→ **QUOTED PASSAGE**:
══════════════════════════════

MRI restoration using edge-guided adversarial learning

Abstract

Magnetic resonance imaging (MRI) images acquired as multislice two-dimensional (2D) images present challenges when reformatted in orthogonal planes due to sparser sampling in the through-plane direction. Restoring the "missing" through-plane slices, or regions of an MRI image damaged by acquisition artifacts can be modeled as an image imputation task. In this work, we consider the damaged image data or missing through-plane slices as image masks and proposed an edge-guided generative adversarial network to restore brain MRI images. Inspired by the procedure of image inpainting, our proposed method decouples image repair into two stages: edge connection and contrast completion, both of which used general adversarial networks (GAN). We trained and tested on a dataset from the Human Connectome Project to test the application of our method for thick slice imputation, while we tested the artifact correction on clinical data and simulated datasets. Our Edge-Guided GAN had superior PSNR, SSIM, conspicuity and signal texture compared to traditional imputation tools, the Context Encoder and the Densely Connected Super Resolution Network with GAN (DCSRN-GAN). The proposed network may improve utilization of clinical 2D scans for 3D atlas generation and big-data comparative studies of brain morphometry.

Keywords: artifact correction; edge; generative adversarial network; image restoration; imputation; magnetic resonance imaging.

Fig. 1.

A stack of MRI 2D images. (a) The resolution in the through-plane direction (coronal and sagittal) is usually much lower than that in the in-plane (axial) direction. (b) Initially the slices to be restored are modeled as 1-valued masks in the through plane direction, while shown as masked rows in the other two planes. Note that the masked region shown in coronal and sagittal view in (b) is one slice out of every three slices, different than the mask size that we implemented in this paper (see Section III.A). It is a schematic illustration of how missing slices are represented in the other two orthogonal planes.

Fig. 2.

Framework of the proposed method. The disconnected edges and their corresponding mask patterns are used to train the edge generator. The edges extracted from original image are used as edge references. The contrast generator trained by paired masked images and ground truth uses the completed edges generated from the edge generator as constraints. Note that ground truth image feeds to the edge discriminator as prior information, while to the contrast discriminator to be differentiated from the recovered image.

══════════════════════════════

→ **WHAT IS NEEDED**: Reproduce the stretch of the MRI restoration text from "Framework of the" through "the recovered image.". The listing that comes next is separate material and is not part of the MRI restoration text.

(Referring expression data)
══════════════════════════════

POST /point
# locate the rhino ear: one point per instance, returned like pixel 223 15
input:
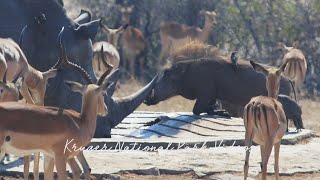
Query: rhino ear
pixel 84 17
pixel 88 30
pixel 61 2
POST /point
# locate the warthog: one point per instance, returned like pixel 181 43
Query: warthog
pixel 208 77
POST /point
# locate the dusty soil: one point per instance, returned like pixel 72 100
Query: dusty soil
pixel 186 176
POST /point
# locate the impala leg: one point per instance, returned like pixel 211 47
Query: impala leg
pixel 85 165
pixel 276 160
pixel 26 165
pixel 61 166
pixel 264 164
pixel 248 144
pixel 25 93
pixel 48 168
pixel 262 149
pixel 2 154
pixel 132 66
pixel 36 160
pixel 76 171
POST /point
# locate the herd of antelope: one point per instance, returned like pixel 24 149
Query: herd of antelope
pixel 29 124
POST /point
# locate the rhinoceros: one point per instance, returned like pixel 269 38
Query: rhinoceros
pixel 199 73
pixel 45 18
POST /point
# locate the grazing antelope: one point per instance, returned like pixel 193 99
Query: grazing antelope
pixel 265 120
pixel 28 128
pixel 297 65
pixel 12 61
pixel 133 42
pixel 172 34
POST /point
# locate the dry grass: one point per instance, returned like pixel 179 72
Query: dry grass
pixel 310 108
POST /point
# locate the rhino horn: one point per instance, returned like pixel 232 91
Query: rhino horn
pixel 88 30
pixel 126 105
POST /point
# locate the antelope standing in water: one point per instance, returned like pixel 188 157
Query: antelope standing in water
pixel 265 120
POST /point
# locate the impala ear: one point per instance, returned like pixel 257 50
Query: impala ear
pixel 19 82
pixel 84 17
pixel 259 68
pixel 74 86
pixel 105 86
pixel 295 44
pixel 282 68
pixel 50 73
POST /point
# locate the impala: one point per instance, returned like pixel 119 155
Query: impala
pixel 172 34
pixel 108 49
pixel 297 65
pixel 133 42
pixel 28 128
pixel 9 91
pixel 265 121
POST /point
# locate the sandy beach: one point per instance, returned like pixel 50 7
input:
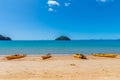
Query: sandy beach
pixel 60 68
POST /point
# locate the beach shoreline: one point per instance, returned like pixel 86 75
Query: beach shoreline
pixel 62 67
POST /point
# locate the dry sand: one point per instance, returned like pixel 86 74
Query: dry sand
pixel 60 68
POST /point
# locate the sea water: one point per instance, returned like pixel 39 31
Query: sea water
pixel 59 47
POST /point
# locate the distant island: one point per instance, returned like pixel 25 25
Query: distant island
pixel 4 38
pixel 63 38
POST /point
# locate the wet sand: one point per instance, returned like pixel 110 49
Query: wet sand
pixel 60 68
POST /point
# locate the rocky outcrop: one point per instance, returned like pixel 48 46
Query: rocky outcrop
pixel 4 38
pixel 63 38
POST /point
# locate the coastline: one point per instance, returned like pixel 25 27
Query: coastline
pixel 62 67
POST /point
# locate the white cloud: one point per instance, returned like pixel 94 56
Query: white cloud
pixel 67 4
pixel 50 9
pixel 52 3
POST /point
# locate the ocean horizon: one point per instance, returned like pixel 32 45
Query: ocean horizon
pixel 38 47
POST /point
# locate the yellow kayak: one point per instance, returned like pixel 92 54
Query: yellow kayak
pixel 15 56
pixel 104 55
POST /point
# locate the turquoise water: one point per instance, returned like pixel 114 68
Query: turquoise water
pixel 59 47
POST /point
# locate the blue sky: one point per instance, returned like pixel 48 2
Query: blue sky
pixel 48 19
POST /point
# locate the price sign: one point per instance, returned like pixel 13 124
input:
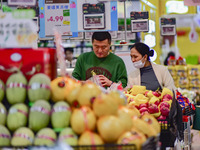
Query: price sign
pixel 17 32
pixel 93 16
pixel 168 26
pixel 57 16
pixel 22 2
pixel 139 21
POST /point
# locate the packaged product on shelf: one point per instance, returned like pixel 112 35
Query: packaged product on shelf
pixel 193 70
pixel 195 89
pixel 194 81
pixel 180 61
pixel 181 71
pixel 29 61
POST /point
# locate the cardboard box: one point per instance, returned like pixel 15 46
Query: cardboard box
pixel 29 61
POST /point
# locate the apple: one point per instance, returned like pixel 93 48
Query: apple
pixel 143 105
pixel 161 117
pixel 157 102
pixel 164 111
pixel 165 104
pixel 153 108
pixel 167 96
pixel 143 110
pixel 146 93
pixel 155 93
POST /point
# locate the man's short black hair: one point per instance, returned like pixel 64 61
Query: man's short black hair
pixel 101 36
pixel 69 49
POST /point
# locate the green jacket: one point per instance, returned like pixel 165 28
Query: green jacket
pixel 111 67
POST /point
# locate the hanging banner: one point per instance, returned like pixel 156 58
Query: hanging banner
pixel 22 2
pixel 55 14
pixel 191 2
pixel 17 32
pixel 93 15
pixel 139 21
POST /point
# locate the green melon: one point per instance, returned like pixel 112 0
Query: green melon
pixel 68 136
pixel 2 90
pixel 22 137
pixel 39 87
pixel 61 115
pixel 16 88
pixel 45 137
pixel 4 136
pixel 3 114
pixel 39 115
pixel 17 116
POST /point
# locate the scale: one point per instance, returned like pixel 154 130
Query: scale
pixel 139 21
pixel 93 16
pixel 168 26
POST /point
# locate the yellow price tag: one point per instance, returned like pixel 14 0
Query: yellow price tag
pixel 66 22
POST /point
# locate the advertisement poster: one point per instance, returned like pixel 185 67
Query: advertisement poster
pixel 18 33
pixel 191 2
pixel 88 35
pixel 22 2
pixel 93 15
pixel 55 15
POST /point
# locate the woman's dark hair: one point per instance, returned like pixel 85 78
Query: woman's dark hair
pixel 101 36
pixel 143 49
pixel 166 59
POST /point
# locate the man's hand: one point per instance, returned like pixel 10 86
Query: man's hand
pixel 105 81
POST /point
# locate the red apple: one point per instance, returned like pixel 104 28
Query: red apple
pixel 165 104
pixel 153 108
pixel 167 96
pixel 143 105
pixel 146 93
pixel 131 99
pixel 156 94
pixel 164 111
pixel 143 109
pixel 157 103
pixel 161 117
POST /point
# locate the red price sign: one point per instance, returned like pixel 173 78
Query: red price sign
pixel 56 18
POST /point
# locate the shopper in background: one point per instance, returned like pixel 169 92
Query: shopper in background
pixel 70 60
pixel 168 56
pixel 109 67
pixel 155 76
pixel 148 74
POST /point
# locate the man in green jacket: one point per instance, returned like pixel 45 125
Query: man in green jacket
pixel 109 67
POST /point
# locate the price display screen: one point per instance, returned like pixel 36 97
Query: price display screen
pixel 94 16
pixel 168 26
pixel 139 21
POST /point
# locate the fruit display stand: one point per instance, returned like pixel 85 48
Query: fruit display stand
pixel 33 121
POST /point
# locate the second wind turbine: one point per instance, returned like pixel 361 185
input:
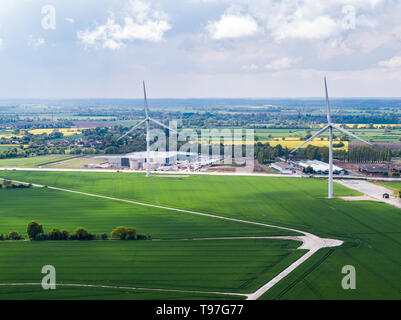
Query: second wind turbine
pixel 330 126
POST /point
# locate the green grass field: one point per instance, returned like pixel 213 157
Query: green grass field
pixel 370 229
pixel 67 210
pixel 210 265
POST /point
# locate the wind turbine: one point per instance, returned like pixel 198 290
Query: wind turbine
pixel 147 120
pixel 330 126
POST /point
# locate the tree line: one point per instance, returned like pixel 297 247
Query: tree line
pixel 35 232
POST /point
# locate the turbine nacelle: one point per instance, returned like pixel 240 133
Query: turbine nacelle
pixel 147 121
pixel 330 127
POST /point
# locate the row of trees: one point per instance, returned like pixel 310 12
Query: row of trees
pixel 363 154
pixel 35 233
pixel 265 153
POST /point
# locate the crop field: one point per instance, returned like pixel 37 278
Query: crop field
pixel 76 163
pixel 369 229
pixel 209 266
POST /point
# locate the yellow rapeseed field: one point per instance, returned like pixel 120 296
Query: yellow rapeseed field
pixel 364 126
pixel 64 131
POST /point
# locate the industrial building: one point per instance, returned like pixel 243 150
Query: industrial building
pixel 157 159
pixel 283 168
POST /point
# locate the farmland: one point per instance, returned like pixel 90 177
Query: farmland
pixel 213 265
pixel 370 230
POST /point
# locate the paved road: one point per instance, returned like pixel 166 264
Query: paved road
pixel 254 174
pixel 371 190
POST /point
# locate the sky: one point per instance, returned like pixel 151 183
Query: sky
pixel 199 48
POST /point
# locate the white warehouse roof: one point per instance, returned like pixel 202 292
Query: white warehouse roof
pixel 318 166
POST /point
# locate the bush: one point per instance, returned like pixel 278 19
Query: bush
pixel 34 229
pixel 124 233
pixel 14 235
pixel 144 237
pixel 82 234
pixel 41 237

══════════════════════════════

→ **RESPONSE AREA**:
Framework of the proposed method. The disconnected edges and their corresponding mask patterns are used to train the edge generator. The edges extracted from original image are used as edge references. The contrast generator trained by paired masked images and ground truth uses the completed edges generated from the edge generator as constraints. Note that ground truth image feeds to the edge discriminator as prior information, while to the contrast discriminator to be differentiated from the recovered image.